▶ [YOUR GOAL]
Could you edit the account of the clinic, starting at "Then on to the" and ending at "anything but normal.", so that "normal" becomes "routine"?

Rob's birthday was a month ago. And I got caught up in that and thinking about the coming Anniversary. I experienced a lot of what I will call "Ground Fog" - memories that would envelope me as I drove on familiar roads, past familiar places. Memories that would drift away as I drove through them. I am very pleased to report that the fog has lifted.

I am now looking forward to driving on new roads and making new memories of my own. I will be making these memories driving my own car, my own trailer, with my own horses. At this moment that does not feel scary. And I can laugh when I read that last sentence.

Saturday, August 6, 2016

Thin line between life and death

I recently saw a man die. Right in front of me. One moment he was alive and talking and the next....Mark was a highly respected horseman. I went to audit his clinic. I went to be inspired and bring my horse and study with him the next time he was in the area.

It was a weekend clinic and originally I had intended to go on Saturday and watch a good friend with her horse participate. But she had to cancel. And then my enthusiasm waned. On Saturday I allowed other things to occupy me, and found myself dithering about even bothering to attend on Sunday. But Sunday morning I awoke bright and early and decided why not just get in the car and go. I was interested in what he had to say and here he was less than an hour away. Why miss this opportunity?

Arrived at the farm while the first participant was just saddling her horse. Mark came out of the barn and immediately engaged me. What an amazing presence he had. There were no other auditors and seemingly no other riders about just then. He sat down beside me and we chatted and connected while his first rider was getting ready. Then during that first lesson it felt like he was talking to me—explaining what he was doing and what he was feeling from the horse. He made me feel like I was the only person there.

Then on to the next horse and rider. Only she wasn't riding and wanted Mark to ride this horse. Apparently she had been studying with him for some time and he knew her horse. Everything appeared to be so normal. I am describing all this as what came next turned out not to be anything but normal.

He saddled the horse and walked it over to the mounting block. He put his left foot in the stirrup and just barely began to swing his right leg over the horse's back when the horse exploded. Exploded is the only word for the what happened as it was all over.

The body that landed on the ground looked child sized—there was no being, no soul, no energy left. I had a hard time equating what was lying there with the man I had just met and been talking with. Alive he was truly larger than life. And now he was gone.

The speed with which this happened, the unexpectedness of it, and to be confronted by death shook my soul. That this happened around horses—and that horses are—my life, my release, my place of being, my refuge, my solace, my love, my passion. How could I take in what happened and internalize it in such a way that it would not foreshadow my enjoyment of them?

There was no place for me to turn as I was at a facility I did not know, with people I did not know, in a town I did not know. I was alone. Here we are again at that word. Alone. I recognize that at crisis times I want to reach out. To just talk to Robert and share and be held. This is what we did throughout our lives together—shared with each other.

I recognized a need to share what I had witnessed with others. And so I kept telling and retelling the event as I experienced it. Trying to come to terms with what I saw and make sense of it—if such a thing was possible.

My thoughts turned to his wife, who had no idea what had happened. She would be getting a phone call that would say what?!?!? She was a widow and she did not know it yet. I remembered of my time with Rob, and that in the end I sat and watched and waited for a few weeks. Knowing the end was coming just not when. Not sure it makes much of a difference expecting death or having it come out of nowhere. Death is not something you can ever prepare yourself for. Oh you think that knowing it is coming makes it easier. I am not so sure having lived with it hanging over us. In the end death is sudden when it happens, no matter how it happens.

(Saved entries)
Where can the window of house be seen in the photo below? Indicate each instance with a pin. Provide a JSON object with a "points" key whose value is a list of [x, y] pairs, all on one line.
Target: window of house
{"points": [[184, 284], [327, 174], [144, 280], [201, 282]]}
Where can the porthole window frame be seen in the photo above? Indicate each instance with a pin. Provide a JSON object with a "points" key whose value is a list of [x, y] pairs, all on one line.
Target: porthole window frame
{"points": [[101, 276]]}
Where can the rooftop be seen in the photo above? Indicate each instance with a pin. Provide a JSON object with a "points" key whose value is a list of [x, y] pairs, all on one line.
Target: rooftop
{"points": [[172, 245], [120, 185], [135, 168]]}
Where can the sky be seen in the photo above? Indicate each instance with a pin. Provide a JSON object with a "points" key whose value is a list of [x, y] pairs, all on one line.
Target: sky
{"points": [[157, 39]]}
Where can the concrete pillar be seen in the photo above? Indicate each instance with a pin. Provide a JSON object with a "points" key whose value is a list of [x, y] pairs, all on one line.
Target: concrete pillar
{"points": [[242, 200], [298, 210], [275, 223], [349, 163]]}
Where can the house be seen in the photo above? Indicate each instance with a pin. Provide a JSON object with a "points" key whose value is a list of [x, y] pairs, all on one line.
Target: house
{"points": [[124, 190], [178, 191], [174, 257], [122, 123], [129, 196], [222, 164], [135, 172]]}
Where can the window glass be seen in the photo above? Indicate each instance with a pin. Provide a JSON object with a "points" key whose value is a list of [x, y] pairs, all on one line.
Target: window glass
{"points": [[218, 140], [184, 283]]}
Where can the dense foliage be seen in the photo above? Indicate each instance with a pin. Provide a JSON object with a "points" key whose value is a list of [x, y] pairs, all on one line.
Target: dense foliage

▶ [EXPECTED ANSWER]
Then on to the next horse and rider. Only she wasn't riding and wanted Mark to ride this horse. Apparently she had been studying with him for some time and he knew her horse. Everything appeared to be so routine. I am describing all this as what came next turned out not to be anything but routine.